Task to complete:
List every line in the data below that contains the string "negative".

************

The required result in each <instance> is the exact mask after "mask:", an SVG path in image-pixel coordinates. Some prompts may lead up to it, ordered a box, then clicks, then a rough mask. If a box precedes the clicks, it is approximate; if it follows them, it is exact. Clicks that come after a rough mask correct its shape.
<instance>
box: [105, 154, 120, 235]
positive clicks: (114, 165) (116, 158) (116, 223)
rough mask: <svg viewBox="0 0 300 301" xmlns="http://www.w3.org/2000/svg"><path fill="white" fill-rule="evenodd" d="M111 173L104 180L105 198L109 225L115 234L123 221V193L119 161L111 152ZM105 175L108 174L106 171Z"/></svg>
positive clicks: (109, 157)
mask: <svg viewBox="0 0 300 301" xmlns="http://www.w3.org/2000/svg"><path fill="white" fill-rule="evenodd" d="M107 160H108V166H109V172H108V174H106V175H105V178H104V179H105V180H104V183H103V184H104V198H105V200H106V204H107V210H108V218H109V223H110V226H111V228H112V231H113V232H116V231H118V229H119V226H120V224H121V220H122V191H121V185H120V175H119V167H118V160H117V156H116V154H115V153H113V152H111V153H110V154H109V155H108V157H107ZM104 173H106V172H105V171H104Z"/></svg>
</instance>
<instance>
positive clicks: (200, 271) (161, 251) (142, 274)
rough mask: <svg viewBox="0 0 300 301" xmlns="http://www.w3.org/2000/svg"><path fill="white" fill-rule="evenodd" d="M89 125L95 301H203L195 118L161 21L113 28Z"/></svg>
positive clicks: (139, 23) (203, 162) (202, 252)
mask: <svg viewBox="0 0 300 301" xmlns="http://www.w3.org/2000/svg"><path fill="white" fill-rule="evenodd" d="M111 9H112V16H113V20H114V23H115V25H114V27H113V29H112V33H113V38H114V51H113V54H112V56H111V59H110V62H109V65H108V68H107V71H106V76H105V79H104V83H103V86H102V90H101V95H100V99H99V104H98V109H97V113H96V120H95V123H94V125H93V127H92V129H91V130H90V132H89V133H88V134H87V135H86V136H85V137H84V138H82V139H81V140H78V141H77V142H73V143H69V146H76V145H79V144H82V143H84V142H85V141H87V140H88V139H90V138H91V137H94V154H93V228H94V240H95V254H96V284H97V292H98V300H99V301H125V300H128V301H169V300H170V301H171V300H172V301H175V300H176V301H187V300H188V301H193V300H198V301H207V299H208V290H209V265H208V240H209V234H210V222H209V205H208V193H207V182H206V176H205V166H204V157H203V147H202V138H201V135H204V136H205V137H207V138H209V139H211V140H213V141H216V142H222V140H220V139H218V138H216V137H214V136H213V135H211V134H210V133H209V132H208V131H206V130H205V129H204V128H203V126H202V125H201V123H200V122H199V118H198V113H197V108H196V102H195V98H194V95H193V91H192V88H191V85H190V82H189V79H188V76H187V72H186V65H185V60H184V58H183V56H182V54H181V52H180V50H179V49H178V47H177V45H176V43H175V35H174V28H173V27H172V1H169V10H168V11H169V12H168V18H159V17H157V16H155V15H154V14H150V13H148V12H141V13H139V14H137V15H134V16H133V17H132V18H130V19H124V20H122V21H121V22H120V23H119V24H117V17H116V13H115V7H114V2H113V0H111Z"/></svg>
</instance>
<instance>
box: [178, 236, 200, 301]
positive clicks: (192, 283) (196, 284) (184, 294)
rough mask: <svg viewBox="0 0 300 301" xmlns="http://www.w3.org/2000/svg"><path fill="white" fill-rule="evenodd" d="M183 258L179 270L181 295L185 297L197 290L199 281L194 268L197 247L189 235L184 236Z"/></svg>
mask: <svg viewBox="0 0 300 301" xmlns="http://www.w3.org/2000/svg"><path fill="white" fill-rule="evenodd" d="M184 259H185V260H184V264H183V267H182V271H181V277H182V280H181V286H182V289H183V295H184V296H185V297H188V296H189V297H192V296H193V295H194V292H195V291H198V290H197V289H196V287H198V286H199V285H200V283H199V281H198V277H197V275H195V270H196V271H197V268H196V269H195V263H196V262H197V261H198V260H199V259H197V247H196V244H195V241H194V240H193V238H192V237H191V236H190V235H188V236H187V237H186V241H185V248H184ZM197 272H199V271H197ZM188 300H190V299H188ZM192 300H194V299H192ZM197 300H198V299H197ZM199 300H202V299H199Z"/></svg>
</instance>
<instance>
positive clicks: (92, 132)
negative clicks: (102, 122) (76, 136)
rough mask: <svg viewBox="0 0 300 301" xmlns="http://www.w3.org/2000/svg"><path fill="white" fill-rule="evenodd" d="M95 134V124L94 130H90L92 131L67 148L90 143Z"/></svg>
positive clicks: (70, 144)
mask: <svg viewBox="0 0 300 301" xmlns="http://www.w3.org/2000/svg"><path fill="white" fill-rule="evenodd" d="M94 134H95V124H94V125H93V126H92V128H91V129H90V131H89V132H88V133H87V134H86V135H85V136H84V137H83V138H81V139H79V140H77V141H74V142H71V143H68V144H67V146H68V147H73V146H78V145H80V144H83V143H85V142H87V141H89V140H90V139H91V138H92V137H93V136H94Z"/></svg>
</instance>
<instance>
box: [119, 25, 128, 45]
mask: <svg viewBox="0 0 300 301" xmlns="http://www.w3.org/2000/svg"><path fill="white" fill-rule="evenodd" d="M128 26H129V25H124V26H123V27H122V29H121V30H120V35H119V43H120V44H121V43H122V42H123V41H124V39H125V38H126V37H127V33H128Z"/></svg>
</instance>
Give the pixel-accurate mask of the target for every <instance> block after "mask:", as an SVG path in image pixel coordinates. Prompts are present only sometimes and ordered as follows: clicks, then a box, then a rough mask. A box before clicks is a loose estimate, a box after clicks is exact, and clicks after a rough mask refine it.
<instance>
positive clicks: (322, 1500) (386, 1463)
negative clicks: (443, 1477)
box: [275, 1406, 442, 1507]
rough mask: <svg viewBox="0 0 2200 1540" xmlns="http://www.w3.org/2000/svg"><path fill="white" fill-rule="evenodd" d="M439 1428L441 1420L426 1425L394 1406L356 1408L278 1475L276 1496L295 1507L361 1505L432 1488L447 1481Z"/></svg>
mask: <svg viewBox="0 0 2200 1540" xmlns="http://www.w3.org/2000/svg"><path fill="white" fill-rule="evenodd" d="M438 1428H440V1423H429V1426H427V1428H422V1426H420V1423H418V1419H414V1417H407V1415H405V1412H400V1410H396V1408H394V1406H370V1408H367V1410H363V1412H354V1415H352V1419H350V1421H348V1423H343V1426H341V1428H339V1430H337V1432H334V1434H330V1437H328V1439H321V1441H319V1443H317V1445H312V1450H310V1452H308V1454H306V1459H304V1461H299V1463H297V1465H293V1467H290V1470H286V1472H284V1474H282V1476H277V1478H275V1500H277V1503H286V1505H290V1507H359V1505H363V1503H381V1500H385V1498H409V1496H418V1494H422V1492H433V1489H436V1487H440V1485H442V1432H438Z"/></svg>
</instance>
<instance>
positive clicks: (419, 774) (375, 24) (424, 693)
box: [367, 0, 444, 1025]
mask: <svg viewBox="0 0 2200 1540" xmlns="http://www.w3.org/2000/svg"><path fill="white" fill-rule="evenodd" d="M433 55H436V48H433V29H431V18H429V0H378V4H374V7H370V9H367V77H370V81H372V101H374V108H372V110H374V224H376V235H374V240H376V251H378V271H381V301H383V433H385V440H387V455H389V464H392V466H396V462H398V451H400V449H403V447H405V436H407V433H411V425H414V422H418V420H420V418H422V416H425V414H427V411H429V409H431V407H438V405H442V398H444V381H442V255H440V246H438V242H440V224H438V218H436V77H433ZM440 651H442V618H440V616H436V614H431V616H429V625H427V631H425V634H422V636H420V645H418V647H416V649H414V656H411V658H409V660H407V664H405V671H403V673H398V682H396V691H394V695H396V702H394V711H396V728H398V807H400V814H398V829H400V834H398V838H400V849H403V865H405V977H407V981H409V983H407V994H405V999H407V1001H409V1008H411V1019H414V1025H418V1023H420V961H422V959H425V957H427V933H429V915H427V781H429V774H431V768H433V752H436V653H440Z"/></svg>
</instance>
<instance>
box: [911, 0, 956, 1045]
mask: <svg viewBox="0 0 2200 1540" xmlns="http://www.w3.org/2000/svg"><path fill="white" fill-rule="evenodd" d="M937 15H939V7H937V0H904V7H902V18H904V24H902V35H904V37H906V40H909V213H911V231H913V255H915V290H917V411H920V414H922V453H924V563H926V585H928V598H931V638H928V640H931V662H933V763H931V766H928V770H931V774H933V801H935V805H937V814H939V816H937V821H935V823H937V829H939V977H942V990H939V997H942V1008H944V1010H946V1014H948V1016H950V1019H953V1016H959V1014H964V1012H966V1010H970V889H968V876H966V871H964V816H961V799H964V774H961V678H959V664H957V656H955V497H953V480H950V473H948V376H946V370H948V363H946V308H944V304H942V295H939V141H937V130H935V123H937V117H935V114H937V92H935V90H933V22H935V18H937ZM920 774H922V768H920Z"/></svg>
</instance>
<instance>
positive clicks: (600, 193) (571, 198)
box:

************

Answer to the exercise:
negative clicks: (102, 122) (76, 136)
negative clicks: (443, 1477)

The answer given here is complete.